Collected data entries
——

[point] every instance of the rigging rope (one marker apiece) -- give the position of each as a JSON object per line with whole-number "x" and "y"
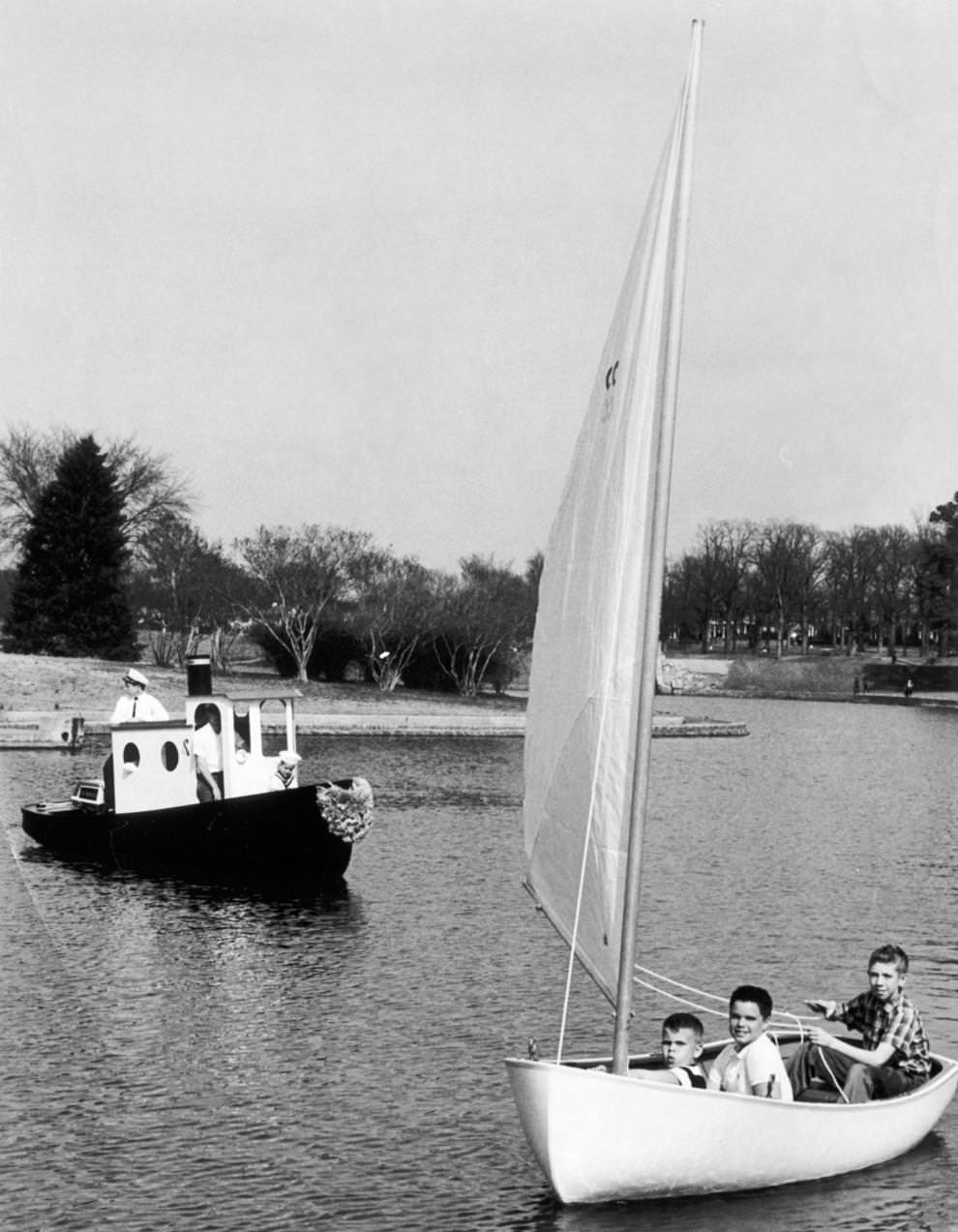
{"x": 793, "y": 1021}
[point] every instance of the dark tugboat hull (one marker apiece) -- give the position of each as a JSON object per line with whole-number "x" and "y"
{"x": 270, "y": 835}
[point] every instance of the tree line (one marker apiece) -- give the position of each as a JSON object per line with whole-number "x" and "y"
{"x": 777, "y": 583}
{"x": 108, "y": 564}
{"x": 105, "y": 551}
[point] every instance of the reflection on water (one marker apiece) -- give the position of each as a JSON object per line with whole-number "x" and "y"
{"x": 202, "y": 1056}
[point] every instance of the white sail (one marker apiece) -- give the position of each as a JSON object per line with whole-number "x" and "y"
{"x": 591, "y": 676}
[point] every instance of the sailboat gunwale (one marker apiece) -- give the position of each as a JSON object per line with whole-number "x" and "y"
{"x": 653, "y": 1140}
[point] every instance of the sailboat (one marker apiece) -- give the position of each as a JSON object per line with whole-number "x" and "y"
{"x": 597, "y": 1133}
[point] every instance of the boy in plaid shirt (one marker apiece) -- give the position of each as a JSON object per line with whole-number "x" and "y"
{"x": 893, "y": 1057}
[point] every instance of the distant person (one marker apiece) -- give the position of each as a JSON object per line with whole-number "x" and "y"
{"x": 208, "y": 754}
{"x": 135, "y": 705}
{"x": 284, "y": 775}
{"x": 893, "y": 1057}
{"x": 751, "y": 1065}
{"x": 681, "y": 1048}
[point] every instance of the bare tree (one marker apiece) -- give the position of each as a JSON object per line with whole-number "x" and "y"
{"x": 485, "y": 615}
{"x": 393, "y": 614}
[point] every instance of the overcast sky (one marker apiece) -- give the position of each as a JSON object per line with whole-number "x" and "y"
{"x": 353, "y": 262}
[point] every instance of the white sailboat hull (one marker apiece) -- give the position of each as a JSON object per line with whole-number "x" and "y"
{"x": 605, "y": 1137}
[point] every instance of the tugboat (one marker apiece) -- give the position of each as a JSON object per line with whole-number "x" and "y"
{"x": 144, "y": 812}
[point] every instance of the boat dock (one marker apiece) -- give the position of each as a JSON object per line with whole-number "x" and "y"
{"x": 36, "y": 730}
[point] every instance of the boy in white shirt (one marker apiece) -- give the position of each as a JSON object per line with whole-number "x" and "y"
{"x": 751, "y": 1065}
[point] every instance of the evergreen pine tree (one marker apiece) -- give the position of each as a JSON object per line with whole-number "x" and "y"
{"x": 69, "y": 596}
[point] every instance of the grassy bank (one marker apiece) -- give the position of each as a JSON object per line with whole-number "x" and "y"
{"x": 91, "y": 686}
{"x": 821, "y": 676}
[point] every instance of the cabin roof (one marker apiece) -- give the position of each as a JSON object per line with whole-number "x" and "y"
{"x": 254, "y": 695}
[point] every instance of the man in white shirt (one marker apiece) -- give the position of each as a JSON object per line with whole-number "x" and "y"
{"x": 135, "y": 705}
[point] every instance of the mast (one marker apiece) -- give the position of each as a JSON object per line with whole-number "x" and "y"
{"x": 664, "y": 437}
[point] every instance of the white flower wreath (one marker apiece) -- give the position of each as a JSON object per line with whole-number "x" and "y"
{"x": 346, "y": 809}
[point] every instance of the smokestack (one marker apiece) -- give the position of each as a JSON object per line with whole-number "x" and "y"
{"x": 198, "y": 676}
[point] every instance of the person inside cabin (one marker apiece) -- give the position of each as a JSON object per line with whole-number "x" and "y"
{"x": 893, "y": 1056}
{"x": 135, "y": 705}
{"x": 681, "y": 1048}
{"x": 284, "y": 775}
{"x": 208, "y": 753}
{"x": 751, "y": 1065}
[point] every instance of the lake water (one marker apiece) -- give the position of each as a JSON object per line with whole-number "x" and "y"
{"x": 177, "y": 1057}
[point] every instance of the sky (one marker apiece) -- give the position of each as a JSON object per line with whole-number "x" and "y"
{"x": 353, "y": 262}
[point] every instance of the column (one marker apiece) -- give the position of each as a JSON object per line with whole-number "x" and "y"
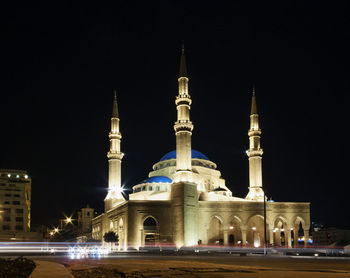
{"x": 271, "y": 235}
{"x": 289, "y": 238}
{"x": 306, "y": 237}
{"x": 225, "y": 237}
{"x": 244, "y": 237}
{"x": 295, "y": 233}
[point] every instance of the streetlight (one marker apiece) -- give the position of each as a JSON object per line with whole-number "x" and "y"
{"x": 264, "y": 224}
{"x": 68, "y": 220}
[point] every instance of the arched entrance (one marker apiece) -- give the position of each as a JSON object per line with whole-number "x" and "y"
{"x": 150, "y": 231}
{"x": 298, "y": 234}
{"x": 215, "y": 232}
{"x": 280, "y": 232}
{"x": 255, "y": 231}
{"x": 121, "y": 235}
{"x": 234, "y": 232}
{"x": 231, "y": 240}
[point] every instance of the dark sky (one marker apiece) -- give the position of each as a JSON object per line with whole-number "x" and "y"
{"x": 61, "y": 64}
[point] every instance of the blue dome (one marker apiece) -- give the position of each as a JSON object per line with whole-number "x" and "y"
{"x": 195, "y": 154}
{"x": 157, "y": 179}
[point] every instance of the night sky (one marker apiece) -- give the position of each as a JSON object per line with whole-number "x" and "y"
{"x": 61, "y": 65}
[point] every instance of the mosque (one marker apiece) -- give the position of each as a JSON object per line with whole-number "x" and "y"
{"x": 185, "y": 201}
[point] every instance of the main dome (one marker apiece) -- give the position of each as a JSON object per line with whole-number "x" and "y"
{"x": 194, "y": 154}
{"x": 157, "y": 179}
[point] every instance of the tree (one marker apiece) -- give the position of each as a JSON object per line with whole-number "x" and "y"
{"x": 111, "y": 237}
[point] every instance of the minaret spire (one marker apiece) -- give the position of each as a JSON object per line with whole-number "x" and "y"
{"x": 255, "y": 153}
{"x": 183, "y": 126}
{"x": 115, "y": 157}
{"x": 115, "y": 112}
{"x": 254, "y": 109}
{"x": 183, "y": 69}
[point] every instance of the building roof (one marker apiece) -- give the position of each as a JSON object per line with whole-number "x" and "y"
{"x": 195, "y": 154}
{"x": 157, "y": 179}
{"x": 219, "y": 189}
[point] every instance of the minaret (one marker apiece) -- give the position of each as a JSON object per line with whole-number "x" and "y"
{"x": 115, "y": 157}
{"x": 184, "y": 194}
{"x": 183, "y": 126}
{"x": 255, "y": 153}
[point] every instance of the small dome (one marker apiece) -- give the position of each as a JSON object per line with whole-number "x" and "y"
{"x": 157, "y": 179}
{"x": 194, "y": 153}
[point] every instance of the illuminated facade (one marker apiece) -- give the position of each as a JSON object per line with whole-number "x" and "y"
{"x": 15, "y": 201}
{"x": 185, "y": 200}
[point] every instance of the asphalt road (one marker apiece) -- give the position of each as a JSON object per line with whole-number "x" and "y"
{"x": 322, "y": 264}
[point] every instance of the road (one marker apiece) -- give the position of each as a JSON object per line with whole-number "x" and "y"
{"x": 212, "y": 265}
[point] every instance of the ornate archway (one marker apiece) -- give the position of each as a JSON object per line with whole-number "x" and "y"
{"x": 234, "y": 232}
{"x": 280, "y": 231}
{"x": 255, "y": 231}
{"x": 150, "y": 231}
{"x": 215, "y": 232}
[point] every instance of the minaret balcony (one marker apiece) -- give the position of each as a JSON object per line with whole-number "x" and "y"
{"x": 255, "y": 152}
{"x": 112, "y": 135}
{"x": 184, "y": 99}
{"x": 183, "y": 126}
{"x": 254, "y": 132}
{"x": 115, "y": 155}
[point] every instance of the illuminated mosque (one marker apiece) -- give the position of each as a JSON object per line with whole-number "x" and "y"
{"x": 185, "y": 201}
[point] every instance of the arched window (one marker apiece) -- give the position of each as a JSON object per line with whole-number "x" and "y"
{"x": 149, "y": 224}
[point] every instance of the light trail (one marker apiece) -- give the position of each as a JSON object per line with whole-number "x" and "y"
{"x": 76, "y": 250}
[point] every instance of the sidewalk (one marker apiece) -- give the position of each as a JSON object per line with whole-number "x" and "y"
{"x": 46, "y": 269}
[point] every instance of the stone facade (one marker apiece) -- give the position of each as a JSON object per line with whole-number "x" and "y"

——

All lines from the one containing "[point] every instance of the minaret balcony" through the end of the records, both ends included, are to be quoted exactly; please add nothing else.

[point] every instance of the minaret balcony (one marker apiece) -- give the position of each as a JSON object per line with whole-number "x" and "y"
{"x": 255, "y": 152}
{"x": 112, "y": 135}
{"x": 184, "y": 99}
{"x": 183, "y": 126}
{"x": 254, "y": 132}
{"x": 115, "y": 155}
[point] every instance of the illuminated mosque (one marker apiece) -- give the position of each as a JSON object per line with whole-number "x" and "y"
{"x": 185, "y": 201}
[point] every instance of the arched window (one marker apiece) -- give the position of each as a JSON object per line with whole-number "x" and "y"
{"x": 149, "y": 224}
[point] every instance of the light trail (one marker apiece) -- give the position of each as a JSON object per line with whole-number "x" and "y"
{"x": 76, "y": 250}
[point] every instance of the sidewalk (one marker apiece) -- give the position of each as a JSON object per line with whole-number "x" and "y"
{"x": 46, "y": 269}
[point] every instance of the stone facade (one marker apiece) -- give the position of each as a JSON object per line with whole-number "x" and "y"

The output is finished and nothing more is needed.